Trecho selecionado:
============
No Araranguá, peixes eram vendidos de carrinho de mão, de casa em casa ou em paradas estratégicas em pontos das ruas ou das praças. O mestre dessa arte era o Neném Gago, cujo nome verdadeiro jamais soube qual seja. 

Neném Gago era gago mesmo, não apenas um apelido. Acordava-se com seus gritos: “Olha o peixe; é bagre e não é tainha”. Ou “olha a tainha fresquinha”. Vendia tudo. 

Ah, sim: aqueles tempos eram também os tempos de comprar lenha cortadinha, transportada em carros de boi. Um dos vendedores era o Romário (vejam só!). Havia uma ligação próxima dele com nossa família. Ele foi grande parceiro do meu falecido irmão Adherbal e sofreu muito com sua morte. Acabou sendo praticamente adotado por papai, embora sem morar conosco. Tinha em papai um cliente fiel para comprar suas lenhas. Hoje isso também soa improvável, por razões óbvias. O progressismo,  necessário até na maioria dos casos, isolou esses romantismos e desafios econômicos.

A mana Icleia atendia, todos os sábados, um pedinte chamado Zezinho. Ele batia à sua porta sempre, porém sem pedir esmola. Queria trabalho e receber por isso. A dignidade do cidadão...

O chavão: “Bom dia, dona Icleia.  A senhora tem lenha pra eu picar?” Sempre tinha. E Zezinho só ia embora de café tomado e dinheirinho na mão. Cliente fixo.

Os tempos da lenha serviam ao uso dos chamados “fogões econômicos”, de ferro, substitutos dos velhos e notáveis fogões de tijolos e cimento, até hoje símbolos vivos da boa cozinha do interior. 

E agora, escrevendo isso daqui, fico matutanto: o modernismo foi MESMO um bom negócio?
============
Enunciados:
- A) Liste todos os nomes de pessoas mencionados no trecho.
- B) Devolva, sem nenhuma alteração, a parte do trecho que vai de "Os tempos da" até "cozinha do interior.", incluindo essas palavras.

Dados:
============
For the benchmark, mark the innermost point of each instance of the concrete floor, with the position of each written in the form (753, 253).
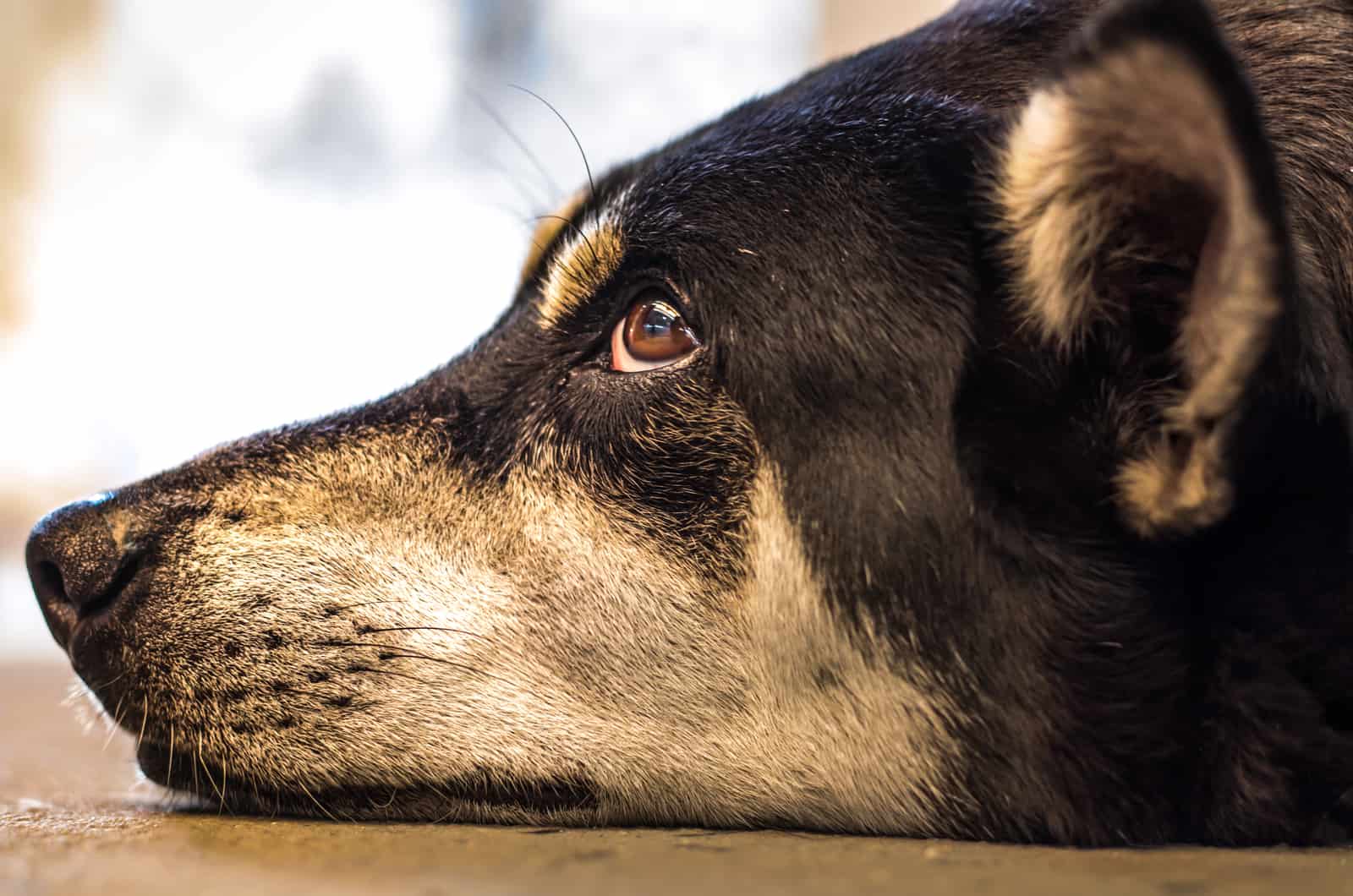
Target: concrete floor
(72, 823)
============
Resolução das tarefas:
- A)
- Neném Gago
- Romário
- Adherbal
- Icleia
- Zezinho

- B)
Os tempos da lenha serviam ao uso dos chamados “fogões econômicos”, de ferro, substitutos dos velhos e notáveis fogões de tijolos e cimento, até hoje símbolos vivos da boa cozinha do interior.